**Bloque de texto:**
Cuando se veía a Julio con algún trabajo agotador o en ocasiones semejantes, si le preguntabas: ¿estás cansado?, o no respondía, o si respondía se limitaba a decir; “Él no se cansa”. Esto quiere decir: Jesús ha resucitado, ya no muere ni se cansa más, actúa en nosotros con su Espíritu, Él es el que actúa en mí, suya es la fuerza, Él no tiene problemas. ¿Qué importa que el cuerpo de Julio se destruya? Él está en su derecho al actuar en mí hasta el agotamiento. Lo nuestro es reproducir la imagen de Jesús. Cristo al morir ha perdido visibilidad, pero no presencia. Esta visibilidad se la tenemos que prestar nosotros. Tenemos que dejar que Cristo utilice nuestras manos, nuestros labios, nuestro corazón y todo nuestro ser. Pero para que podamos vivir esto sin violencia interior, que nos destruiría necesitamos que Espíritu Santo nos dé el don de la compasión. Con este don, amamos al mundo y a los hombres con el mismo amor con que los amó Cristo. Y sufrimos con Cristo por ellos hasta la cruz, hasta la muerte. Julio tenía este don en un grado intenso. Lo expresaba con otro don complementario que es del don de lágrimas. Lloraba con frecuencia en la Eucaristía, hasta en una simple exposición del Santísimo. Pero donde lo expresaba de una manera más plástica era al hacer oración por un hermano enfermo para que el Señor lo curara. Llenos los ojos de lágrimas le pedía al Señor que le pusiera a él la enfermedad del hermano. Si oraba por la curación de un cáncer decía: “dame, Señor, a mí ese cáncer y cura al hermano”. Esto dicho con la sinceridad del Espíritu es cargar con las dolencias y el pecado de los demás como Cristo.

Otro don destacadísimo en Julio fue el don de fortaleza, en especial en la predicación. Nunca se echó atrás para nada, se le encargara lo que fuera. Realmente se aceptaba como un instrumento pobre y los resultados se los confiaba a Dios. Recién ordenado sacerdote tuvo que dar diez días de ejercicios a unas monjas de clausura, sin posibilidad de preparación. Lo pasó muy mal, incluso necesitó llamar tres veces a Alcobendas buscando un poco de aliento, pero el Señor obró maravillas, a pesar de que la comunidad en un primer momento se llenó de asombro al ver que le habían mandado como predicador de ejercicios a un chaval de 24 años, en pantalón vaquero, y con la Biblia y la guitarra como únicos instrumentos de apostolado. Su fortaleza interior para predicar la Palabra sin acomodaciones fue proverbial.

Finalmente los frutos del Espíritu en Julio fueron evidentes. Destacamos en primer lugar la paz. Fue un hombre reconciliado consigo mismo y como consecuencia vivía en una paz profunda. La esencia de la paz está en la superación de todos los motivos internos de división y discordia interior. Julio fue sanado por el Espíritu en la raíz de su espíritu y esta abundancia de Vida cubría o curaba sus actitudes de pecado y todo el lastre que el pecado sea personal, sea estructural deja en nosotros, como son traumas, resentimientos, recuerdos, etc. Por eso, de su paz bebía mucha gente.

Cercano a la paz está otro fruto del Espíritu que se llama mansedumbre. Toda agresividad había desaparecido de la vida de Julio. Además, el Señor también le había regalado el don de lágrimas, sobre todo en esta triple dimensión: primero, por sus propios pecados: en los últimos meses de su vida, siempre que se confesaba derramaba abundantes lágrimas; también cuando confesaba a los demás: llegaba a llorar a veces los pecados de su penitente, el cual difícilmente podía evitar llorar con él; y finalmente, tenía un don de lágrimas muy claro cuando pensaba en todos los pecadores del mundo, por los que oraba y lloraba frecuentemente.

**Datos mostrados:**
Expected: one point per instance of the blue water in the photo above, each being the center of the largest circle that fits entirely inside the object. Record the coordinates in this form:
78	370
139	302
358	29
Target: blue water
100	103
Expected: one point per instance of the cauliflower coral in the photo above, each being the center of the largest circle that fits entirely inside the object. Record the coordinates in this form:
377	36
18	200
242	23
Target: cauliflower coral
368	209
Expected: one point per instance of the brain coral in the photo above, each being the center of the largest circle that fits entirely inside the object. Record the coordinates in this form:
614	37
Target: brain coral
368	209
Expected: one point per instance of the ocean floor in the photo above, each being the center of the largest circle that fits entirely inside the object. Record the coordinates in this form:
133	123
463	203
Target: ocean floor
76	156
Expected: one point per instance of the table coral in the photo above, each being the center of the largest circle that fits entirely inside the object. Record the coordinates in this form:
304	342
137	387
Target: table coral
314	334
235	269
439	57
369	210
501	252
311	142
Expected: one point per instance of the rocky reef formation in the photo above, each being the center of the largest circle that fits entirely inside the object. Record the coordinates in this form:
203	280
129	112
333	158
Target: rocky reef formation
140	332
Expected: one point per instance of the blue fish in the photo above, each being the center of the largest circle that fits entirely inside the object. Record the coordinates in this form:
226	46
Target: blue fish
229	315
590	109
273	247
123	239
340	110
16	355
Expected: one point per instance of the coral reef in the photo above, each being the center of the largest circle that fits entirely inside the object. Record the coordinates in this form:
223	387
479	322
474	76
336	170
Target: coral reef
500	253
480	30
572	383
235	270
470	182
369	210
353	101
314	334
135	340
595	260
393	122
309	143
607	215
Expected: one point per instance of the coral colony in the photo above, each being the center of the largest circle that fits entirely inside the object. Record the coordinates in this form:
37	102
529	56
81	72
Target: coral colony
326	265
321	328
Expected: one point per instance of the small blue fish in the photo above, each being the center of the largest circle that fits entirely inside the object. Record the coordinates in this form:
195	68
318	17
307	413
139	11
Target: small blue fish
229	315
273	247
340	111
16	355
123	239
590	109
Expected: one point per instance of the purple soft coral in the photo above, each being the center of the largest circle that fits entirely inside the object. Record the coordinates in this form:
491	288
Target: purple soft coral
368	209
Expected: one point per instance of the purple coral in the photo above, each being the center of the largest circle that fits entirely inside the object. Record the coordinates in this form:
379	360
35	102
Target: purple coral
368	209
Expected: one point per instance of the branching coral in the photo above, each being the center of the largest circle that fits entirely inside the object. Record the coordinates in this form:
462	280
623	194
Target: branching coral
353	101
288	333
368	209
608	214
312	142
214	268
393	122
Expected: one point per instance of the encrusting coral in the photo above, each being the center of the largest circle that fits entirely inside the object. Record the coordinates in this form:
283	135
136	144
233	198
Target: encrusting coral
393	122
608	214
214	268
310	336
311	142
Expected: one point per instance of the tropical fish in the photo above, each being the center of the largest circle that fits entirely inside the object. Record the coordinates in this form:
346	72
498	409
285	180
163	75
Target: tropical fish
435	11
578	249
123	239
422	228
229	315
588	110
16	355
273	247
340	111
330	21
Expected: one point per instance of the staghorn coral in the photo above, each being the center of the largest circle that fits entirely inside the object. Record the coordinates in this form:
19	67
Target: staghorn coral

**Cómo hacerlo:** Cita tal cual el fragmento del texto sobre Julio que va desde "Finalmente los frutos" hasta "bebía mucha gente.", incluidas esas palabras. Usa solo el texto, sin fijarte en los registros.

**La solución:**
Finalmente los frutos del Espíritu en Julio fueron evidentes. Destacamos en primer lugar la paz. Fue un hombre reconciliado consigo mismo y como consecuencia vivía en una paz profunda. La esencia de la paz está en la superación de todos los motivos internos de división y discordia interior. Julio fue sanado por el Espíritu en la raíz de su espíritu y esta abundancia de Vida cubría o curaba sus actitudes de pecado y todo el lastre que el pecado sea personal, sea estructural deja en nosotros, como son traumas, resentimientos, recuerdos, etc. Por eso, de su paz bebía mucha gente.